▶ [What the task requires]
Every record below is to be restated verbatim, though its images are not.
##### Study material #####
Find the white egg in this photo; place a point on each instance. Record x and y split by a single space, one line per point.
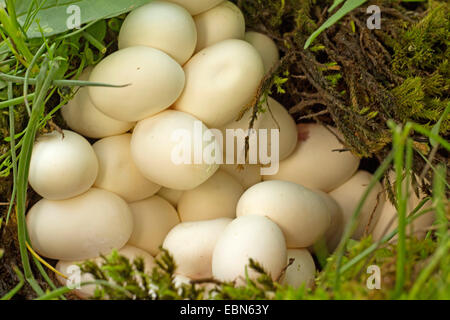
171 195
160 25
275 117
220 81
299 212
248 237
63 165
83 117
247 174
191 245
163 148
223 22
153 219
154 81
75 277
80 228
216 198
335 231
266 48
302 271
316 162
117 171
348 196
196 6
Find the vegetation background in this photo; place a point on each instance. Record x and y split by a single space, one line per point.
387 90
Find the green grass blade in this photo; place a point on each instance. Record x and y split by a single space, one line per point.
348 6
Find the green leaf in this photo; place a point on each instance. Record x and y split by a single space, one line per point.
54 15
348 6
437 127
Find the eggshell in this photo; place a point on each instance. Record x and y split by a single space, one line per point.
275 117
196 6
302 271
315 162
62 165
154 143
80 228
247 174
171 195
335 231
222 22
153 218
266 48
191 245
300 213
160 25
154 79
350 193
117 171
71 270
220 81
216 198
388 220
83 117
248 237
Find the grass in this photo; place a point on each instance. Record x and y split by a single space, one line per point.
48 63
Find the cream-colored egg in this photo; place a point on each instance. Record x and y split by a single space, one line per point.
247 174
275 117
266 48
83 117
216 198
160 25
80 228
300 213
63 165
335 231
171 195
248 237
220 81
163 147
348 196
302 271
223 22
388 220
75 277
196 6
117 171
154 81
153 219
316 162
191 245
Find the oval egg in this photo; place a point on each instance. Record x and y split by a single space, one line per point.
216 198
63 165
117 171
222 22
160 25
191 245
266 48
163 149
299 212
220 81
153 80
153 219
316 162
248 237
80 228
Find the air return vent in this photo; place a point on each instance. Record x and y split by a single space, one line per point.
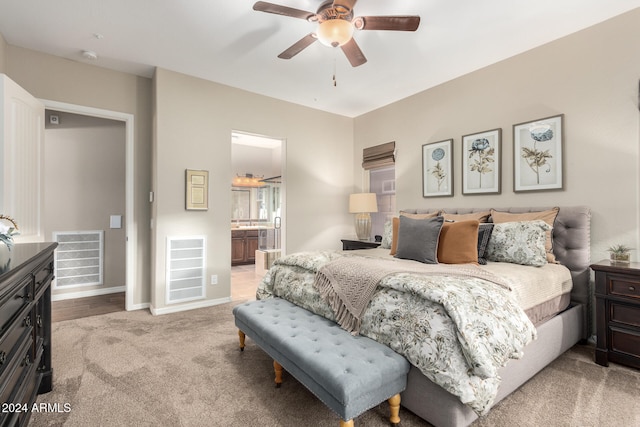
79 258
185 269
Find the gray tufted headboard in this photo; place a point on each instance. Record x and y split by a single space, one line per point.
571 241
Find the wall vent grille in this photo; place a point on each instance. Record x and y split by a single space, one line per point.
79 258
185 269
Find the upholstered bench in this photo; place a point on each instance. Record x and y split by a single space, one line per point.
350 374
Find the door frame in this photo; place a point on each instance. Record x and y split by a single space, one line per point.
130 224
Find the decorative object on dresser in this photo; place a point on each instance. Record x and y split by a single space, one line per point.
26 273
481 162
537 155
437 169
362 204
350 245
7 231
619 254
617 313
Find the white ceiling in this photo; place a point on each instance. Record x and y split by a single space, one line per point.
230 43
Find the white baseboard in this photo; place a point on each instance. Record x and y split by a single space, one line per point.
190 306
140 306
91 293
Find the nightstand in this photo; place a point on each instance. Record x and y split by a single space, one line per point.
617 294
349 245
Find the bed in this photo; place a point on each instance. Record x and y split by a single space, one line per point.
529 337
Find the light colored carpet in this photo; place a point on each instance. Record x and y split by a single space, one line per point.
185 369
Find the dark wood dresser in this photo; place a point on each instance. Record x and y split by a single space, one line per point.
352 245
25 328
617 294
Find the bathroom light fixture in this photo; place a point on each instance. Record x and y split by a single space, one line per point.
362 204
248 180
90 55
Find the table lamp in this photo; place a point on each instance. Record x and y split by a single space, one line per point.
362 204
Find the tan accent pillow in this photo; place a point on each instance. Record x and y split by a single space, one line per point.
458 243
419 216
395 224
548 216
478 216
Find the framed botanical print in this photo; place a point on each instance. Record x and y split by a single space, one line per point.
197 190
437 169
537 155
481 162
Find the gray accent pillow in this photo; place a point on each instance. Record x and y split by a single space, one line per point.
484 234
387 236
418 239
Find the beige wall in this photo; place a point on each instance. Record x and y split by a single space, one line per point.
195 119
52 78
85 184
591 77
3 48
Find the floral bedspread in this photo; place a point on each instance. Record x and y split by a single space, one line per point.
457 330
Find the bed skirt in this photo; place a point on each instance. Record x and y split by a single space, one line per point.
442 409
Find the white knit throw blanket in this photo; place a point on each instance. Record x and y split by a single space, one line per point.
348 283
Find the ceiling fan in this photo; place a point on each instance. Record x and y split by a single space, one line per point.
336 25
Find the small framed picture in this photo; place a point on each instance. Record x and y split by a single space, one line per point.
481 162
437 169
197 190
537 152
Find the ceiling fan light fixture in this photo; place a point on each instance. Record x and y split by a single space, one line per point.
335 32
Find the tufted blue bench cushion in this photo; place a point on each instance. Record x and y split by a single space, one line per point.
350 374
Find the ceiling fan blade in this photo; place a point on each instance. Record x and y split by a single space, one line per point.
393 23
353 53
263 6
298 46
344 5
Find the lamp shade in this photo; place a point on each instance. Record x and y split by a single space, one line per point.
363 202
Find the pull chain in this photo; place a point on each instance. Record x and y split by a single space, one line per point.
335 80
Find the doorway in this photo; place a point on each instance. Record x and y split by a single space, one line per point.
257 209
127 223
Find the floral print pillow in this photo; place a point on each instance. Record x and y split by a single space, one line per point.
521 242
387 236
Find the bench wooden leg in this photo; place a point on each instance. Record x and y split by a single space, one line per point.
394 408
278 369
242 336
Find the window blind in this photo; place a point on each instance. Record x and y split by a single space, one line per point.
379 156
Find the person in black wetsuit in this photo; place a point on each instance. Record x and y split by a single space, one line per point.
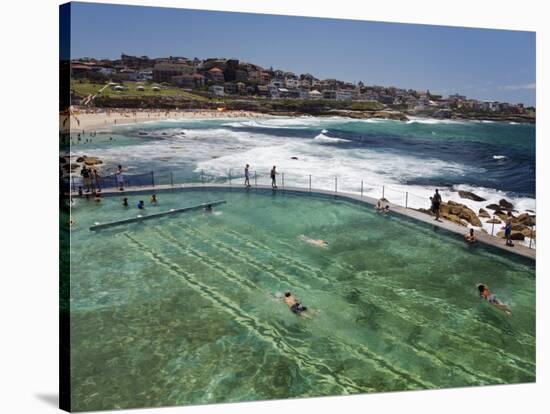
#####
▶ [Answer area]
Find the white egg in this photo; place a point on each instance. Record x and y split by a single space, one line per point.
171 195
160 25
275 117
220 81
299 212
248 237
63 165
83 117
247 174
191 245
163 148
223 22
153 219
154 81
75 277
80 228
216 198
335 231
266 48
302 271
316 162
117 171
348 196
196 6
Find the vegetation background in this photo; place a point on each instance. Record x and y split by a single space, one line per point.
387 90
Find the green grass blade in this photo; place a point on each instance. Record x and y split by a single space, one line per point.
348 6
Find the green leaf in this photo; place a point on each instance. Record x and y split by a single space, one line per point.
54 15
348 6
437 127
Find the eggshell in this photo; place a point on each instance. Record x and y split by a single space, one line per point.
275 117
196 6
302 271
315 162
62 165
154 143
80 228
247 174
171 195
335 231
222 22
153 218
266 48
191 245
300 213
160 25
154 79
350 193
117 171
71 270
220 81
216 198
388 220
83 117
248 237
Find the grass in this photo; place a point on each instance. Record x and y split by a single space, one line per point.
48 63
Find the cream-colored egg in this photo; place a point on each instance. Record x and y split by a single space, one line per point.
247 174
275 117
266 48
83 117
216 198
160 25
80 228
300 213
63 165
335 231
171 195
248 237
220 81
163 147
348 196
302 271
223 22
388 220
75 277
196 6
117 171
154 81
153 219
316 162
191 245
Find the oval egg in this photo; place a point on each instance. Record x and y split by a single space, one line per point.
216 198
63 165
117 171
222 22
160 25
191 245
266 48
163 149
299 212
220 81
153 80
153 219
316 162
248 237
80 228
Find the air return vent in this photo; place a point on each instance. Record x and y split by a single space, one line per point.
79 258
185 269
Find the gray tufted headboard in this photo; place a point on each instance. Record x and y split by a single space, one line per point.
571 241
Find the wall vent grille in this photo; place a point on each instance. Record x and y split by a single space, one line per point.
79 258
185 269
Find the upholstered bench in this photo; place a point on each instance. Record x and y split by a single space, one line per point.
350 374
Find the door frame in this photo; place a point on each instance. Record x and y split by a single space, one line per point.
130 224
Find the decorative object on dresser in this photo; place a point on each instance. Record x and y split by a single space, one line per point.
26 273
481 162
537 155
437 169
362 204
350 245
7 231
619 254
617 313
Find the white ceiling in this photo; place a point on each instance. Record x and y split by a single space, one line per point.
230 43
Find the white baseboard in this photo; place a point on each instance. Record x and y split by a single space, one line per point.
190 306
140 306
91 293
Find the nightstand in this photo; place a point on each instance. Record x and y split by a single space, one line per point.
617 294
349 245
Find the bed in this photo; place a point on each instance. Record x and y split by a single space, one line per point.
529 337
Find the light colored carpet in this photo; place a point on each instance. Record x and y split by a single space, one line per point.
185 369
Find the dark wood dresser in this photo; place a point on each instance. Record x and y split by a single space, one line per point.
352 245
25 328
617 294
Find the bathroom light fixture in this photo; place a point on each instance. Record x and y split by a single space, one line per point.
362 204
248 180
90 55
Find the table lamp in this photo; place a point on each instance. Record x and y split by a single space, one line per point.
362 204
Find the tan accent pillow in this photo; place a point on each instance. Record x and y split by a single space, one line per point.
458 243
419 216
395 224
548 216
478 216
Find the framed botanical print in this photo; place a point on each instance. Record x and y split by a single space, one line per point.
197 190
437 169
537 155
481 162
Find the gray accent pillow in this photo; place a point on each instance. Record x and y split by a single space, one line per point.
484 234
387 236
418 239
Find the beige wall in this photo; place a point on each instance. Record x and y split by a single space, one line per point.
195 119
52 78
85 184
591 77
3 48
Find the floral bedspread in this photo; place a point on each instance. Record x and y split by a single space, one line per point.
457 330
Find the bed skirt in this photo; place a point on each instance. Record x and y split by a single space, one line per point.
442 409
Find the white knit throw blanket in this photo; place a point on each instance. Record x and y split by a single space, one line per point.
348 283
Find the ceiling fan in this photo; place a point on each instance. Record x and y split by a single space, one line per point.
336 25
Find the small framed picture in this photo; place a point on each instance. Record x and y split by a single space, one line per point.
481 162
437 169
197 190
537 152
Find the ceiling fan light fixture in this photo; place a point on each instance. Record x and y split by a single space, one line per point.
335 32
Find the tufted blue bench cushion in this photo; place a point on each instance. Record x and y split by a single space, one line per point.
350 374
Find the ceiling fan blade in this photo; place a point on each instance. Record x and y split by a single space, one line per point.
393 23
353 53
263 6
298 46
344 5
Find the lamp shade in this photo; place a point on each instance. Record x and y split by a single space, one line per point.
363 202
Find the pull chain in this photo; place a point on each instance. Record x and y split by a single space, one line per point.
335 80
Find the doorway in this photo; place a point on each instance. Record x and y split by a single space, one line per point.
257 209
127 223
Find the floral print pillow in this photo; place a point on each instance. Record x and y split by a single space, one line per point.
521 242
387 236
Find the bench wooden leg in this photo; place a point on each instance. Record x and y split by a single space, one line per point.
394 408
278 369
242 336
Find the window blind in this photo; place a point on each instance. Record x and y split by a single space, one line per point.
379 156
Find the person in black wetsuit in this photo; place a point on each instance. Record x and y split by a single space, one line per point.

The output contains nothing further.